- _WORK TO COMPLETE_:
Rewrite the records below with every "vehicle" replaced by "car", keeping everything else the same.

- _RECORDS FOR THE EXERCISE_:
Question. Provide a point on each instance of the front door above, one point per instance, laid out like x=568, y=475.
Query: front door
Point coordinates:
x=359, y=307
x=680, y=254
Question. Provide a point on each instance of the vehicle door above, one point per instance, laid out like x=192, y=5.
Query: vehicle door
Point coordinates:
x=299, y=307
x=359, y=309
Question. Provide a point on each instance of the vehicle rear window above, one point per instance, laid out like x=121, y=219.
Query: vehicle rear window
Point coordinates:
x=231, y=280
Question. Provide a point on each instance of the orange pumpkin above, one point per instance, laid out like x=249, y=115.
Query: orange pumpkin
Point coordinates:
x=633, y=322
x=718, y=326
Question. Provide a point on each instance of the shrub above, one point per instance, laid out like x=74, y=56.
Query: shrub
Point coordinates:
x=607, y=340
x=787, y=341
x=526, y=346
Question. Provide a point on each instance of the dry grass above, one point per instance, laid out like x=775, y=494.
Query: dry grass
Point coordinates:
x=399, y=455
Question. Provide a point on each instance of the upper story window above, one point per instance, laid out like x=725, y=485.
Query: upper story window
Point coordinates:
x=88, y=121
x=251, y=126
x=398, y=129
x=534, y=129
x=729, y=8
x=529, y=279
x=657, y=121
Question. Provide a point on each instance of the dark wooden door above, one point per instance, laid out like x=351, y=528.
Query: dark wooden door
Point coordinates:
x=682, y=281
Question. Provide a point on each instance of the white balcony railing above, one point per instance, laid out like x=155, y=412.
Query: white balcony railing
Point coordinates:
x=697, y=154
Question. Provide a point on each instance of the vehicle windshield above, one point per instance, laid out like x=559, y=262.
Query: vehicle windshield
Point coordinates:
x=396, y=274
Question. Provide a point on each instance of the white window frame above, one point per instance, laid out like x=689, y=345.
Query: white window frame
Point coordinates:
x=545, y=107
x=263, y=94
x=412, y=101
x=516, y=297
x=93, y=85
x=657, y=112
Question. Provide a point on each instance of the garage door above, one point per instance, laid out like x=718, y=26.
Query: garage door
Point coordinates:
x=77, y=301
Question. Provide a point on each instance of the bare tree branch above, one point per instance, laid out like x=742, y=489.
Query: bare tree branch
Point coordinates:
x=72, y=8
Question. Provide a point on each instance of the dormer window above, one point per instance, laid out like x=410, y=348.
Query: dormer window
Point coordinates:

- _SOLUTION TO THIS EXERCISE_:
Question. Provide a point on each instance of the front door above, one point per instance, laid out like x=568, y=475.
Query: front door
Point coordinates:
x=359, y=307
x=680, y=254
Question. Provide a point on each instance of the car door above, one point per instance, laid out like x=192, y=5.
Query: car door
Point coordinates:
x=299, y=307
x=359, y=309
Question. Provide a point on each instance of the car rear window above, one point per instance, laid out like x=121, y=219.
Query: car rear window
Point coordinates:
x=231, y=280
Question. Provide a point on each instance of the orange pumpkin above, one point per instance, laid out like x=249, y=115.
Query: orange pumpkin
Point coordinates:
x=633, y=322
x=718, y=326
Question. Provide a point on each instance of the shrub above, one point per instance, laid out like x=74, y=56.
Query: shrub
Point coordinates:
x=607, y=340
x=787, y=341
x=526, y=346
Question. Provide a point on each instance of the dry grass above, one point per instance, laid out like x=775, y=494.
Query: dry grass
Point coordinates:
x=399, y=455
Question. Provide a point on each instance of the upper story window above, one point per instance, laid out like x=725, y=485.
Query: upper story window
Point coordinates:
x=88, y=121
x=251, y=126
x=398, y=129
x=534, y=129
x=729, y=8
x=529, y=279
x=657, y=121
Question. Provide a point on each instance of the dark wooden door above, one point per instance, laid out like x=351, y=528.
Query: dark wooden door
Point coordinates:
x=682, y=281
Question. Provide a point on each instance of the white balcony railing above, one point per instance, laid out like x=155, y=412.
Query: white balcony railing
Point coordinates:
x=697, y=154
Question. Provide a point on each instance of the car windshield above, one point per instance, laid out like x=559, y=262.
Query: car windshield
Point coordinates:
x=396, y=274
Question. Provide a point on each instance of the white window frame above, one point per instance, laid out like x=689, y=345.
Query: white window frame
Point coordinates:
x=545, y=107
x=263, y=94
x=412, y=101
x=516, y=297
x=93, y=85
x=657, y=112
Question. Provide a point on each instance of the garage door above, one point per instance, laid out like x=718, y=26.
Query: garage door
Point coordinates:
x=77, y=301
Question. Provide a point on each instance of the bare tree branch above, one point per instance, laid out like x=742, y=489.
Query: bare tree branch
Point coordinates:
x=72, y=8
Question. Provide a point on each instance of the dormer window above, one point per instance, laid out like x=410, y=348.
Query: dormer window
Point coordinates:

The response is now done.